Start of TEXT PROVIDED
Dr. Buddy Rydell: So, Dave. Tell us about yourself. Who are you?

Dave Buznik: Well, I’m an executive assistant for a major pet products company.

Dr. Buddy Rydell: [interrupts him] Dave, I don’t want you to tell us what you do. I want you to tell us who you are.

I chuckled when I first saw that scene, but it has stuck with me. For a while, I thought that defining yourself by your career is fine. After all, that’s what you do for nearly half of your waking life.

But isn’t that thinking backward?

I would rather define my career by who I am.

This would never work in the traditional corporate world. You have a trajectory. You follow it and you get promoted. You veer, and you fall behind.

But it does work in the world of startups and entrepreneurship. I’m not locked in. The smaller the company, the less a title matters. Sure, I was a data scientist at that hospitality startup, but I wore product and engineering hats as often as I wore a data scientist hat.

At 6C Solutions, as one of only two full-time team members, it was even better. I was a marketer, a systems architect, a content writer, a data scientist, a full-stack programmer, a project manager, a product manager, and so much more.

Of course, you are still limited by what needs to be done, but I’m okay with that. I can understand the existence of needs. I can respect it.

I can work 80+ hours a week on a problem that doesn’t even interest me. And that’s okay because it’s part of a grander design that I’m helping to put into motion.

So what have I decided to be when I grow up? I’ve decided to be the owner of my future. I’ve decided to pave my own path. I’ve decided to be me.

What I can’t do is be a cog in a machine anymore. I can’t limit myself to data science because that’s my title.

Yesterday, I dug through marketing materials for a restaurant app.

Today, I decided to write a brief version of my life story. A glimpse into who I am and how I got to be that person.

Tomorrow? Who knows. All I know is that I’ll be excited to wake up and find out.
End of TEXT PROVIDED
Start of GIVEN ENTRIES
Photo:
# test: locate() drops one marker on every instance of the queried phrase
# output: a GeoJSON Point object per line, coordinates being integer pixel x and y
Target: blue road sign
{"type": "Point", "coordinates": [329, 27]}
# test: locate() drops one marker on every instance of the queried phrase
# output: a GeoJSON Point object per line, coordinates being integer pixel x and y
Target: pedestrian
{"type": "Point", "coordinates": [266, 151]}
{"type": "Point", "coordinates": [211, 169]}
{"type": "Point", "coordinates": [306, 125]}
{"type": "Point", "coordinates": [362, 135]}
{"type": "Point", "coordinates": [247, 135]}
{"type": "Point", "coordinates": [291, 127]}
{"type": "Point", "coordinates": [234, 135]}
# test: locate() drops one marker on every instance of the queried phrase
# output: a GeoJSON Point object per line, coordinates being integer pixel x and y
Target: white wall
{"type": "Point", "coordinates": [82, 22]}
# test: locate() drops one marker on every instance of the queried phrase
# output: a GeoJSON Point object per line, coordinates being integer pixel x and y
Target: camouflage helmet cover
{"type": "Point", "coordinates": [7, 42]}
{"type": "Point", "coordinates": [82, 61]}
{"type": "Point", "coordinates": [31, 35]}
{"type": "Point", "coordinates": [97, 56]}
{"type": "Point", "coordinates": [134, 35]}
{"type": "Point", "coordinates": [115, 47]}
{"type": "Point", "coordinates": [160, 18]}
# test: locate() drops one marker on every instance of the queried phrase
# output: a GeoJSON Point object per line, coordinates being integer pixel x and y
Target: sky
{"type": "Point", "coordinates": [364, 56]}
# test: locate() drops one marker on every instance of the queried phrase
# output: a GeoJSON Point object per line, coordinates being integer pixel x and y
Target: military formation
End of GIVEN ENTRIES
__ASSIGNED TASK A__:
In the career essay, quote the passage from "Dr. Buddy Rydell: [interrupts" to "that thinking backward?".
__ASSIGNED TASK B__:
According to the career essay, at which company was the writer one of only two full-time team members?
__ASSIGNED TASK C__:
List every role the career essay names for the writer at 6C Solutions.

__EXPECTED OUTPUT A__:
Dr. Buddy Rydell: [interrupts him] Dave, I don’t want you to tell us what you do. I want you to tell us who you are.

I chuckled when I first saw that scene, but it has stuck with me. For a while, I thought that defining yourself by your career is fine. After all, that’s what you do for nearly half of your waking life.

But isn’t that thinking backward?

__EXPECTED OUTPUT B__:
6C Solutions

__EXPECTED OUTPUT C__:
marketer, systems architect, content writer, data scientist, full-stack programmer, project manager, product manager